- **To be done**: Can you copy the data below verbatim, from its start through the line containing "column 453, row 866", leaving out the pictures?

(Object point labels)
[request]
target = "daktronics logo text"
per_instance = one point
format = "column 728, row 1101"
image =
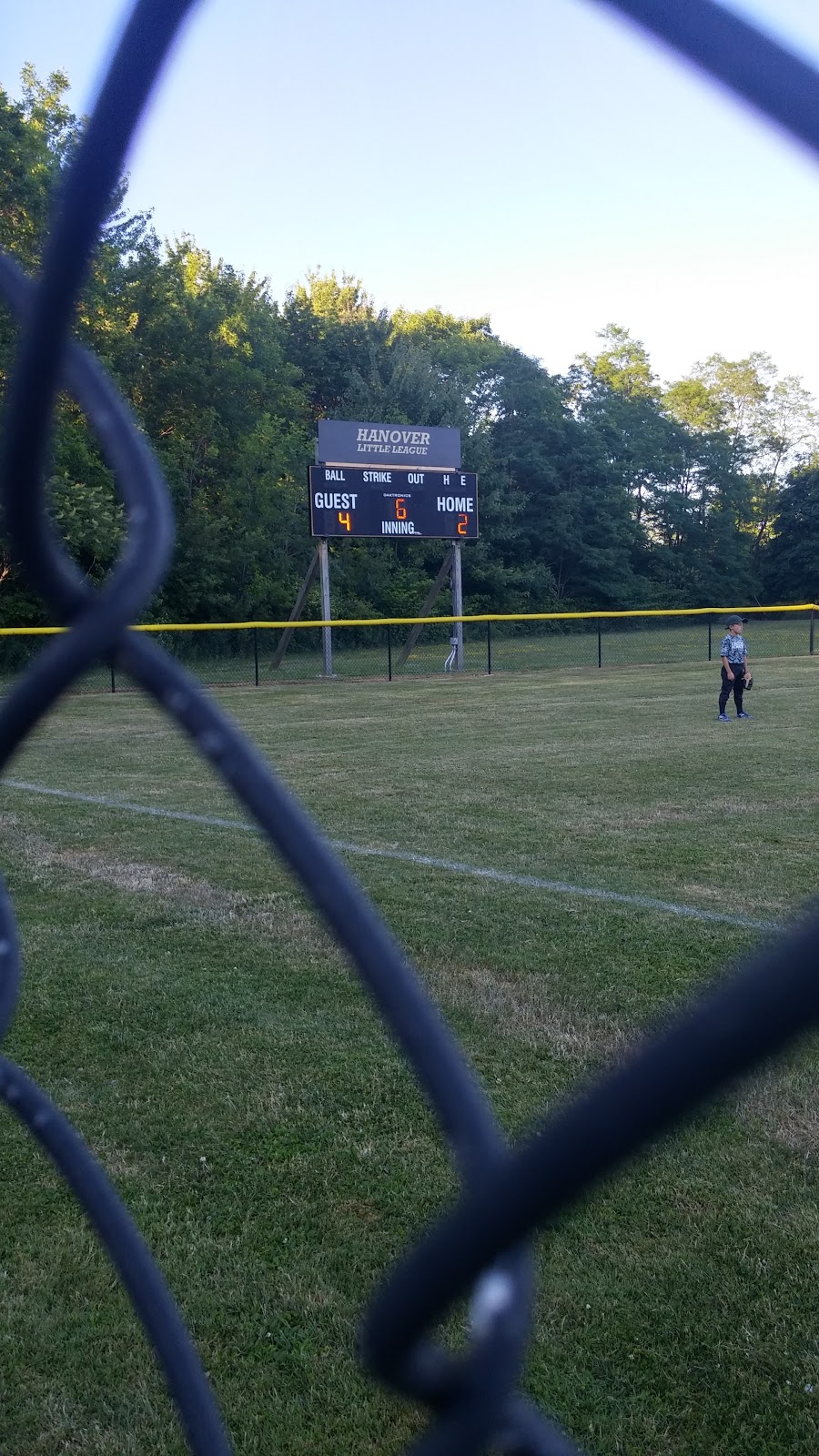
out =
column 398, row 441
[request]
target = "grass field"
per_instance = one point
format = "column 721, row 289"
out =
column 227, row 657
column 186, row 1009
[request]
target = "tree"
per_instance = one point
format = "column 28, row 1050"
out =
column 790, row 561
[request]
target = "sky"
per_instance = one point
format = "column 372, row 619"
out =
column 542, row 164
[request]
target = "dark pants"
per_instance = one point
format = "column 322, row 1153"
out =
column 738, row 688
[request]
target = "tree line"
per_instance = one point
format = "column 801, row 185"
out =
column 598, row 490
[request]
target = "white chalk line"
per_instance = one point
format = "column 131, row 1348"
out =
column 453, row 866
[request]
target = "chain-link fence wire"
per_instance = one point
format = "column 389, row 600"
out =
column 479, row 1247
column 251, row 657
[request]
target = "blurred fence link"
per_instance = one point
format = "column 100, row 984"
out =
column 244, row 654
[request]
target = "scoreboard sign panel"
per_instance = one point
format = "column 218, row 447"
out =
column 389, row 501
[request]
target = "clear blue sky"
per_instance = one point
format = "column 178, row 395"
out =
column 538, row 162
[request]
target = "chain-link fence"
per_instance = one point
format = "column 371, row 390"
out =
column 249, row 654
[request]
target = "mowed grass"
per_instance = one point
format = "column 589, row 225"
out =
column 186, row 1008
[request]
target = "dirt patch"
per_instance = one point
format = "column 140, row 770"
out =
column 274, row 915
column 783, row 1104
column 526, row 1011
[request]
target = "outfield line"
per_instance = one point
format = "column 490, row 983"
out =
column 405, row 856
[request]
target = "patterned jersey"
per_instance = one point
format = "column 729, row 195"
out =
column 733, row 648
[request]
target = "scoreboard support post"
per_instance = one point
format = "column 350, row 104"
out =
column 457, row 606
column 327, row 631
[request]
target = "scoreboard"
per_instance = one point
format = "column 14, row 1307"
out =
column 392, row 501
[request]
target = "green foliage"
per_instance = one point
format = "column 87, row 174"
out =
column 603, row 488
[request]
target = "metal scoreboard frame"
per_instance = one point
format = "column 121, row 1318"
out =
column 392, row 502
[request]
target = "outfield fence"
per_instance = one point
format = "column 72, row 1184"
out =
column 244, row 654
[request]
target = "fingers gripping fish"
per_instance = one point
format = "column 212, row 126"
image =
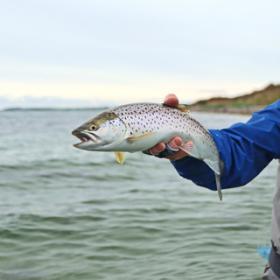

- **Answer for the task**:
[request]
target = "daktronics logo text"
per_instance = one point
format = "column 728, row 1101"
image =
out =
column 398, row 441
[request]
target = "grass field"
per_instance = one point
format = "column 721, row 289"
out =
column 227, row 657
column 186, row 1009
[request]
target = "tree"
per_instance = one point
format = "column 28, row 1050"
out =
column 790, row 561
[request]
target = "sky"
per_instance = one point
format = "column 372, row 619"
out =
column 542, row 164
[request]
target = "dark pants"
per_instance = one point
format = "column 322, row 1153"
out =
column 738, row 688
[request]
target = "tree line"
per_instance = one point
format = "column 801, row 185"
out =
column 598, row 490
[request]
target = "white chalk line"
per_instance = one point
format = "column 131, row 1348"
out =
column 453, row 866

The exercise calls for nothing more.